**Текст задания 1:** Перепиши без изменений строки листинга с самого начала до строки с "256 230 L 251" включительно. Картинки в ответ не вставляй.
═══ Текст документа
Так оно и есть: П. Проскурин щедро цитирует свои поэтические опыты.

В этих стихах мы обнаружим истоки того словесного эксперимента по соединению устойчивых клишированных формул с неопределенным, размытым личным контекстом, о котором говорилось в связи с прозой. Поэтические опыты проникнуты тягой к символике, причем здесь уже символ правит символом, а смысл лишь подразумевается, его надо тщательно реконструировать. Здесь есть и «безумие и нежность наших слов», и «заоблачная исповедь души», и «звездные ветры», которые «прошелестят, как чей-то дальний смех», и «слабеющая грусть в надежде тишины и утоленья», и конечно же «немота небес», и «удар невыносимой боли», и «призраки веков на дедовских могилах», и «родник целительного обновленья», и в заключение – «как тяжек груз надежды и сомненья»…

Со свойственным мне простодушием я полагала, что эти выспренние «грехи молодости» будут процитированы с некоторой, скажем так, внутренней улыбкой, трезвой самоиронией – смотрите, мол, куда может завести любовь к красивым словесам; полагала, что П. Проскурин напишет о преодолении собственного псевдоромантизма, тем более что он на протяжении всех глав не только рассказывает о себе, но и рассуждает о литературе… Но нет, автоцитаты даны во вполне серьезном и даже возвышенном контексте! Нет расстояния, нет эстетической дистанции между рифмованными строчками Проскурина-раннего о «целительном обновленье» и размышлениями «из настоящего». Нет оценки прошлого из настоящего, а ведь именно трезвой оценкой, «новым светом» нового человеческого и литературного опыта должно поверяться прошлое в прозе, о которой идет речь, – таковы законы жанра. В этом-то и состоит ценность самопознания, а не только в работе памяти, с той или иной степенью достоверности воспроизводящей прошлое. Над автобиографической «авторской» прозой в принципе скрещиваются два луча света, работают два источника, между которыми возникает напряжение – прошлое и настоящее. Их взаимная проверка и рождает необходимостьнашего, читательского знакомства с перипетиями детства и молодости писателя, с более или менее курьезными фактами; рождает необходимость публичного рассказа о своей бабушке, о ловле рыбы, таежных приключениях или первых литературных опытах.

В канун 80-х годов многие прозаики, критики и литературоведы пытались подвести итоги и наметить перспективы литературного развития. В журналах «Вопросы литературы», «Литературное обозрение» прошли плодотворные дискуссии. Опубликованы материалы «круглых столов», на которых выступали известные писатели. Хочет обобщить литературный опыт 60–70-х годов и П. Проскурин.
══════
═══ Строки листинга
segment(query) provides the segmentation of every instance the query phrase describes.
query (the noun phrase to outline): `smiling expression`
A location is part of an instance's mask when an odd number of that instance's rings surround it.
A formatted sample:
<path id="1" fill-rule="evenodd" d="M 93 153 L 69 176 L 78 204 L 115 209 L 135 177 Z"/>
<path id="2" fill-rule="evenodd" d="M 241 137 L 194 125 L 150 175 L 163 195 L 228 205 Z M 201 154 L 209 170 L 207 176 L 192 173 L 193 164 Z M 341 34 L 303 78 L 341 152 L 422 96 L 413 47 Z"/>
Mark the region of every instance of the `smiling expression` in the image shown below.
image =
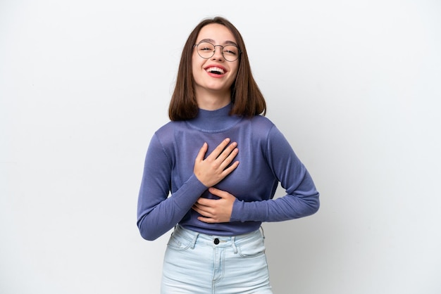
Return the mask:
<path id="1" fill-rule="evenodd" d="M 219 24 L 210 24 L 201 29 L 196 44 L 201 41 L 214 45 L 236 44 L 236 40 L 230 30 Z M 222 55 L 222 49 L 216 47 L 214 55 L 204 59 L 194 48 L 192 55 L 192 71 L 197 97 L 209 92 L 223 96 L 230 95 L 230 89 L 235 82 L 239 68 L 239 59 L 226 61 Z"/>

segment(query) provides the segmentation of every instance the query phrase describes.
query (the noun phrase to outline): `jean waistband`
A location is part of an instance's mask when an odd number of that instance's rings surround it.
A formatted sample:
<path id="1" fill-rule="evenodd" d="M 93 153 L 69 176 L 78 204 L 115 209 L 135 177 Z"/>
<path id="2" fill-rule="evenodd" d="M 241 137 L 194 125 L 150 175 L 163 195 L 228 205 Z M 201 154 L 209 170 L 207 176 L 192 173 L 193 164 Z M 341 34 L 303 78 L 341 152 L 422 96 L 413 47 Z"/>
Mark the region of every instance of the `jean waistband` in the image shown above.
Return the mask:
<path id="1" fill-rule="evenodd" d="M 256 230 L 251 233 L 244 234 L 243 235 L 225 236 L 207 235 L 185 229 L 178 224 L 175 227 L 173 234 L 177 237 L 181 237 L 191 241 L 192 243 L 192 247 L 194 247 L 196 244 L 202 244 L 216 247 L 232 246 L 235 248 L 236 245 L 240 245 L 243 243 L 250 242 L 257 238 L 265 238 L 263 229 L 261 226 L 260 227 L 260 230 Z"/>

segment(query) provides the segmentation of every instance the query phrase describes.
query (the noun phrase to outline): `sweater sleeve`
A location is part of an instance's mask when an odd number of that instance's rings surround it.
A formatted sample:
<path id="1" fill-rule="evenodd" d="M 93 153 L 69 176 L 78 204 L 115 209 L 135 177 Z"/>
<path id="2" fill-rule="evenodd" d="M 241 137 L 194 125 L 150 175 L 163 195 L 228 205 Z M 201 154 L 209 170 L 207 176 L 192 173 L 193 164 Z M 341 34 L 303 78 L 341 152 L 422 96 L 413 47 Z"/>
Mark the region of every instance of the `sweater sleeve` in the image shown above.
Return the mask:
<path id="1" fill-rule="evenodd" d="M 236 199 L 231 221 L 281 222 L 316 212 L 320 206 L 319 193 L 312 178 L 275 127 L 268 133 L 266 157 L 286 195 L 261 201 Z"/>
<path id="2" fill-rule="evenodd" d="M 138 195 L 137 226 L 152 241 L 166 233 L 190 210 L 206 187 L 193 174 L 175 192 L 171 187 L 172 162 L 154 135 L 147 150 Z"/>

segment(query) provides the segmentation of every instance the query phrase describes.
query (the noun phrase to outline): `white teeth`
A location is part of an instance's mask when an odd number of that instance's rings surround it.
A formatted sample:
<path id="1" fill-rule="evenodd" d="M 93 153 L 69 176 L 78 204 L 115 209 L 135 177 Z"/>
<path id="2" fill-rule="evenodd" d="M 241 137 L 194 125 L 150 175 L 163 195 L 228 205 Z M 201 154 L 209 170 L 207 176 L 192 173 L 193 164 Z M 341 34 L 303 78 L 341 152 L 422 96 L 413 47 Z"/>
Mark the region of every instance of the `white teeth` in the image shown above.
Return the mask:
<path id="1" fill-rule="evenodd" d="M 223 74 L 223 70 L 222 68 L 216 68 L 216 67 L 213 67 L 213 68 L 209 68 L 206 69 L 206 71 L 209 72 L 219 72 L 222 74 Z"/>

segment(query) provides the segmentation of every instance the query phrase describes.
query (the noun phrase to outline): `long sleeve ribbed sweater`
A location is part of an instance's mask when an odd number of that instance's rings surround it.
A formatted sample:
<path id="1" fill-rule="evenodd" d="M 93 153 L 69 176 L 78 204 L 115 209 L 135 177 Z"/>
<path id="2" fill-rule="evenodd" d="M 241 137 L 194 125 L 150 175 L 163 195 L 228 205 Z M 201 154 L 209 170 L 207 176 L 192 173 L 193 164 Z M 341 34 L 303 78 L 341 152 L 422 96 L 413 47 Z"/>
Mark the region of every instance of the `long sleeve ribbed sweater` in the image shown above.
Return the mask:
<path id="1" fill-rule="evenodd" d="M 154 240 L 178 223 L 203 234 L 235 236 L 256 230 L 262 222 L 306 217 L 319 207 L 314 183 L 282 133 L 268 118 L 229 115 L 231 104 L 199 110 L 196 118 L 170 122 L 155 132 L 149 146 L 139 189 L 137 226 Z M 234 195 L 229 222 L 207 224 L 191 207 L 201 196 L 217 198 L 193 173 L 204 142 L 210 153 L 225 138 L 237 142 L 240 162 L 215 186 Z M 273 199 L 279 181 L 286 195 Z"/>

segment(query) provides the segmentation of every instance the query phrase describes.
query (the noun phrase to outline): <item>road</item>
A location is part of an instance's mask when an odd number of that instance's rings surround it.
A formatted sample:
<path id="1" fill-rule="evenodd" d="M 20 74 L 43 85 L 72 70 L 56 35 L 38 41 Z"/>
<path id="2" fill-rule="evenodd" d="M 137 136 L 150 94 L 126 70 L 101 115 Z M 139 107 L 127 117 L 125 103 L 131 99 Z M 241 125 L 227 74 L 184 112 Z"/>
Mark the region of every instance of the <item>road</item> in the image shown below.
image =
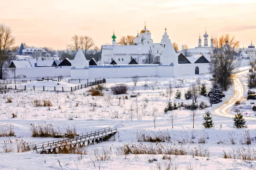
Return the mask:
<path id="1" fill-rule="evenodd" d="M 213 111 L 214 114 L 221 116 L 234 117 L 234 114 L 230 113 L 231 110 L 230 107 L 234 105 L 236 101 L 241 100 L 244 97 L 244 88 L 239 79 L 239 77 L 247 73 L 248 73 L 247 70 L 236 74 L 233 81 L 234 94 L 228 101 L 215 109 Z M 252 116 L 244 116 L 244 118 L 246 120 L 256 120 L 256 117 Z"/>

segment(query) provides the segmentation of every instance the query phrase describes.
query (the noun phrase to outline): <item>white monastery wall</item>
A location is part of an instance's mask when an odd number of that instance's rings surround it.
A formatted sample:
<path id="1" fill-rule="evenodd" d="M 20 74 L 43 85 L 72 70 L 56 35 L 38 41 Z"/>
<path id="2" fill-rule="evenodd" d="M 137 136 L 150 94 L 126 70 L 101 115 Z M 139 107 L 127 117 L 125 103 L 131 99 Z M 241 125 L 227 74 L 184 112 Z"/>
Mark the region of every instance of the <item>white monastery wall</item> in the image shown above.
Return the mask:
<path id="1" fill-rule="evenodd" d="M 71 66 L 16 68 L 15 75 L 16 77 L 24 75 L 26 78 L 70 76 L 71 68 Z M 14 78 L 14 68 L 10 68 L 6 73 L 7 78 Z"/>

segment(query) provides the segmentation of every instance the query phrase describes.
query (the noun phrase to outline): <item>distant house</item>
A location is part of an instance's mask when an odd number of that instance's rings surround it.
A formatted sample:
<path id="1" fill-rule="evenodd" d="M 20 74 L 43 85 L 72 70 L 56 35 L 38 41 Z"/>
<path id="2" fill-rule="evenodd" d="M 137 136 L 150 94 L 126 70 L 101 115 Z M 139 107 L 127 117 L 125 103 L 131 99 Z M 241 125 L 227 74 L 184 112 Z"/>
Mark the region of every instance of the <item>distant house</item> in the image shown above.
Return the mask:
<path id="1" fill-rule="evenodd" d="M 37 67 L 54 67 L 57 66 L 55 60 L 38 60 L 37 62 Z"/>
<path id="2" fill-rule="evenodd" d="M 27 55 L 34 57 L 50 57 L 51 54 L 45 50 L 38 48 L 28 47 L 22 50 L 22 55 Z"/>
<path id="3" fill-rule="evenodd" d="M 27 68 L 33 67 L 29 60 L 12 60 L 9 66 L 10 68 Z"/>

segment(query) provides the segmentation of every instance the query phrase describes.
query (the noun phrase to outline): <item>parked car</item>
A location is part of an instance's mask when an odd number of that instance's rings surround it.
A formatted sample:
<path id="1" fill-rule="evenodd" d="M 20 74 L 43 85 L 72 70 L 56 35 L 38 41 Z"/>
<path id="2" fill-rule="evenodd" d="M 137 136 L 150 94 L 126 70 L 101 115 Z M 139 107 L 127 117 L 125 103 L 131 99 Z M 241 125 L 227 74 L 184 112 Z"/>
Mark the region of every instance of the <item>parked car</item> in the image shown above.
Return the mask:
══════
**Текст задания 2:** Проверь по тексту о прозе П. Проскурина три утверждения: (a) автор ждал, что стихи молодости будут процитированы с самоиронией; (b) автоцитаты поданы в шутливом контексте; (c) дискуссии о литературе прошли в журнале «Новый мир». На каждое ответь «да» или «нет» и приведи решающие слова текста точной цитатой.

**Правильный ответ 1:**
segment(query) provides the segmentation of every instance the query phrase describes.
query (the noun phrase to outline): `smiling expression`
A location is part of an instance's mask when an odd number of that instance's rings surround it.
A formatted sample:
<path id="1" fill-rule="evenodd" d="M 93 153 L 69 176 L 78 204 L 115 209 L 135 177 Z"/>
<path id="2" fill-rule="evenodd" d="M 241 137 L 194 125 L 150 175 L 163 195 L 228 205 Z M 201 154 L 209 170 L 207 176 L 192 173 L 193 164 Z M 341 34 L 303 78 L 341 152 L 422 96 L 413 47 Z"/>
Mark the region of every instance of the `smiling expression` in the image shown below.
image =
Return the mask:
<path id="1" fill-rule="evenodd" d="M 219 24 L 210 24 L 201 29 L 196 44 L 201 41 L 214 45 L 236 44 L 236 40 L 230 30 Z M 222 55 L 222 49 L 216 47 L 214 55 L 204 59 L 194 48 L 192 55 L 192 71 L 197 97 L 209 92 L 223 96 L 230 95 L 230 89 L 235 82 L 239 68 L 239 59 L 226 61 Z"/>

segment(query) provides the segmentation of every instance the query phrase describes.
query (the noun phrase to outline): `jean waistband`
A location is part of an instance's mask when an odd number of that instance's rings surround it.
A formatted sample:
<path id="1" fill-rule="evenodd" d="M 93 153 L 69 176 L 78 204 L 115 209 L 135 177 Z"/>
<path id="2" fill-rule="evenodd" d="M 241 137 L 194 125 L 150 175 L 163 195 L 228 205 Z M 201 154 L 209 170 L 207 176 L 192 173 L 193 164 Z M 341 34 L 303 78 L 341 152 L 422 96 L 413 47 Z"/>
Mark the region of every instance of the `jean waistband` in the image shown above.
Return the mask:
<path id="1" fill-rule="evenodd" d="M 256 230 L 251 233 L 244 234 L 243 235 L 225 236 L 207 235 L 185 229 L 178 224 L 175 227 L 173 234 L 177 237 L 181 237 L 191 241 L 192 243 L 192 247 L 194 247 L 196 244 L 202 244 L 216 247 L 232 246 L 235 248 L 236 245 L 240 245 L 243 243 L 250 242 L 257 238 L 265 238 L 263 229 L 261 226 L 260 227 L 260 230 Z"/>

**Правильный ответ 2:**
(a) Да: «я полагала, что эти выспренние «грехи молодости» будут процитированы с некоторой, скажем так, внутренней улыбкой, трезвой самоиронией».
(b) Нет: «автоцитаты даны во вполне серьезном и даже возвышенном контексте!»
(c) Нет: «В журналах «Вопросы литературы», «Литературное обозрение» прошли плодотворные дискуссии».